## WHAT YOU ARE ASKED TO DO
Output the line containing "An instance of the parrot" and all subsequent lines of the listing below, copied exactly, with no other lines.

## EXERCISE DATA
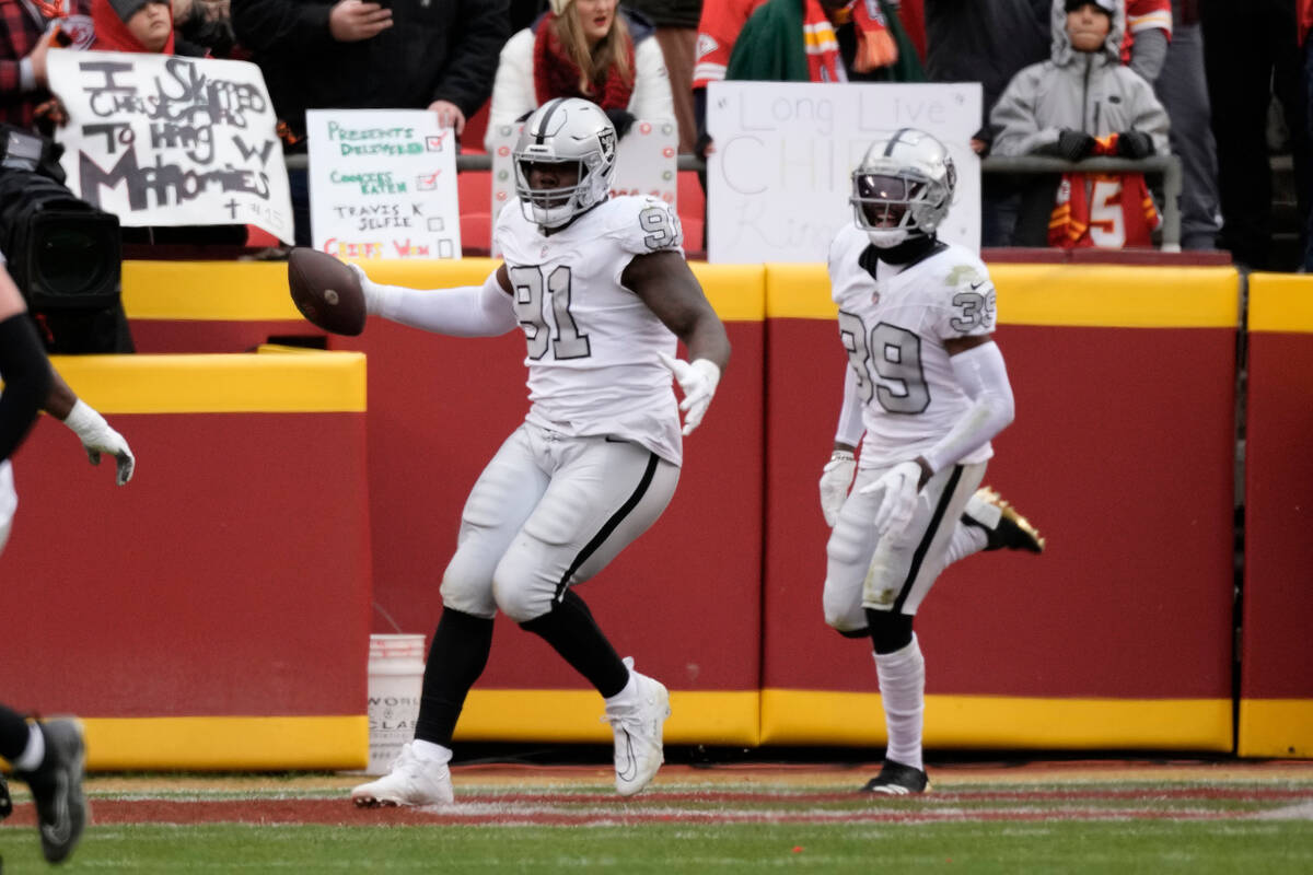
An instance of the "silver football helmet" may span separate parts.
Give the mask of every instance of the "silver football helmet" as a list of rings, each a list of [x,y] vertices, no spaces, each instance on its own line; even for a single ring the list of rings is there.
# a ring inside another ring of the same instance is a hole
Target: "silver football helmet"
[[[957,169],[937,139],[911,127],[876,138],[852,172],[857,227],[877,247],[895,247],[910,236],[928,236],[948,214]]]
[[[596,104],[557,97],[533,110],[512,152],[515,193],[524,218],[545,228],[559,227],[611,194],[616,174],[616,129]],[[575,164],[574,185],[536,189],[534,164]]]

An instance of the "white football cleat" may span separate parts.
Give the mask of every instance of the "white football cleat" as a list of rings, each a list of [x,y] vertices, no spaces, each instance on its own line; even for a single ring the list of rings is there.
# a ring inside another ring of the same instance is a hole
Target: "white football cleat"
[[[633,796],[651,783],[664,762],[662,728],[670,716],[670,691],[660,681],[634,672],[634,660],[625,665],[638,683],[637,702],[608,704],[607,723],[616,735],[616,792]]]
[[[408,744],[402,745],[391,771],[351,791],[351,800],[360,808],[450,805],[454,799],[446,763],[420,757]]]

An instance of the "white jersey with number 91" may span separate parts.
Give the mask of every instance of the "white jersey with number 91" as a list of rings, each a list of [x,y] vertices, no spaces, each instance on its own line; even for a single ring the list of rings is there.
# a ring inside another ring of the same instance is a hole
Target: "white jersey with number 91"
[[[656,198],[616,197],[544,235],[512,202],[494,237],[528,341],[528,421],[635,441],[680,464],[675,391],[656,356],[674,356],[676,338],[620,279],[634,256],[683,254],[675,210]]]
[[[957,384],[944,341],[989,335],[995,321],[994,283],[968,249],[940,243],[909,266],[878,261],[874,252],[852,224],[830,245],[839,336],[863,401],[864,468],[915,458],[953,428],[970,399]],[[993,454],[985,442],[960,462]]]

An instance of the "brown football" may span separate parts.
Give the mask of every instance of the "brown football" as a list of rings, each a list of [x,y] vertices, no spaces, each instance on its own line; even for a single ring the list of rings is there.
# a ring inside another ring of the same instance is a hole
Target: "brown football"
[[[335,335],[365,331],[365,293],[360,281],[330,254],[297,247],[288,256],[288,289],[307,320]]]

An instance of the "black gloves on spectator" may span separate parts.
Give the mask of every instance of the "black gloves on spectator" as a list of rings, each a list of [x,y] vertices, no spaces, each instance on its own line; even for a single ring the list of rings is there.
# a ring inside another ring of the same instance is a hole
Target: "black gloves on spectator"
[[[629,132],[629,129],[634,126],[634,114],[625,109],[607,109],[607,118],[611,123],[616,126],[616,136],[621,138]]]
[[[1094,151],[1095,139],[1085,131],[1064,130],[1058,134],[1057,153],[1069,161],[1079,161]]]
[[[1149,157],[1153,155],[1153,139],[1144,131],[1121,131],[1117,134],[1117,155],[1121,157]]]

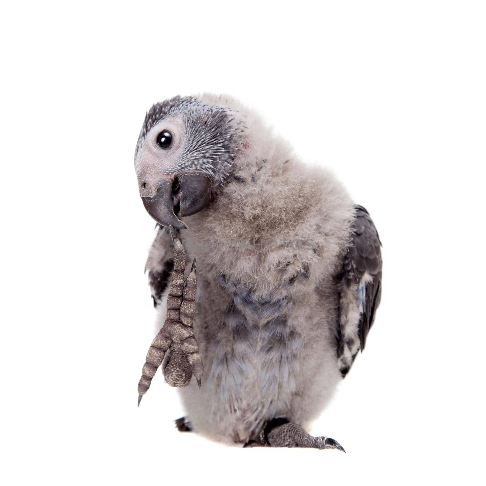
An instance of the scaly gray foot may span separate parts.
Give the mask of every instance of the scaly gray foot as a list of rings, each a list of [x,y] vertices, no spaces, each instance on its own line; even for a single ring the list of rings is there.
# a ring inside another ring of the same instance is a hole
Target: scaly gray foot
[[[168,350],[169,357],[163,370],[167,383],[171,386],[187,386],[194,375],[201,388],[203,360],[192,329],[197,284],[196,259],[185,280],[186,252],[172,227],[171,235],[174,243],[174,269],[167,297],[167,318],[147,354],[139,382],[139,405]]]
[[[189,420],[186,420],[185,417],[181,417],[174,421],[179,432],[192,432],[192,426]]]
[[[345,452],[343,446],[334,439],[322,435],[314,437],[299,425],[284,418],[276,418],[266,424],[258,440],[250,441],[244,447],[309,447],[317,449],[338,449]]]

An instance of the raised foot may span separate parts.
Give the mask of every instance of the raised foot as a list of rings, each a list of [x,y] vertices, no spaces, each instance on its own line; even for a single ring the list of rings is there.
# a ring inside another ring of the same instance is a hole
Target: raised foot
[[[299,425],[285,418],[275,418],[262,429],[259,439],[252,440],[243,447],[306,447],[316,449],[337,449],[345,452],[344,448],[336,440],[322,435],[314,437]]]
[[[139,405],[168,350],[169,356],[163,370],[167,383],[171,386],[187,386],[194,375],[201,388],[203,361],[192,328],[197,285],[196,259],[185,279],[186,252],[173,228],[170,229],[174,243],[174,269],[167,297],[167,318],[147,354],[139,382]]]

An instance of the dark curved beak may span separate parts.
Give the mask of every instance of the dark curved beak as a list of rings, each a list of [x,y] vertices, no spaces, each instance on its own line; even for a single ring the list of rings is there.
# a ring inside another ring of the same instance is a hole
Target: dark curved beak
[[[147,212],[159,225],[184,229],[187,226],[175,215],[174,208],[181,216],[204,209],[211,202],[211,180],[200,173],[183,174],[177,179],[174,184],[164,181],[153,196],[142,197],[142,201]]]

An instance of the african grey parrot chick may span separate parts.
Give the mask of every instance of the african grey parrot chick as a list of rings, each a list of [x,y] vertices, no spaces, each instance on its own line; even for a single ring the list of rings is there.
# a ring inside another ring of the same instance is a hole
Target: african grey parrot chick
[[[155,104],[135,169],[159,225],[152,297],[167,309],[139,403],[161,364],[181,387],[180,430],[344,450],[305,429],[363,350],[380,303],[381,243],[368,212],[226,97]]]

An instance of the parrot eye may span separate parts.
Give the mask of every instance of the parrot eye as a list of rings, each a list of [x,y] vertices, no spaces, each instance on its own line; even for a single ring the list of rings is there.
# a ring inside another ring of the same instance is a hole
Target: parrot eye
[[[157,136],[157,145],[161,148],[168,149],[172,143],[172,135],[166,130],[162,130]]]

## COMPLETE OUTPUT
An instance of the parrot eye may span separate parts.
Give the mask of every instance of the parrot eye as a list of rings, each a list of [x,y] vertices, no spaces, each instance on its own line; even for a single ring the list of rings is there.
# a ring inside another ring of the same instance is a hole
Target: parrot eye
[[[157,136],[157,145],[161,148],[168,149],[172,143],[172,135],[166,130],[162,130]]]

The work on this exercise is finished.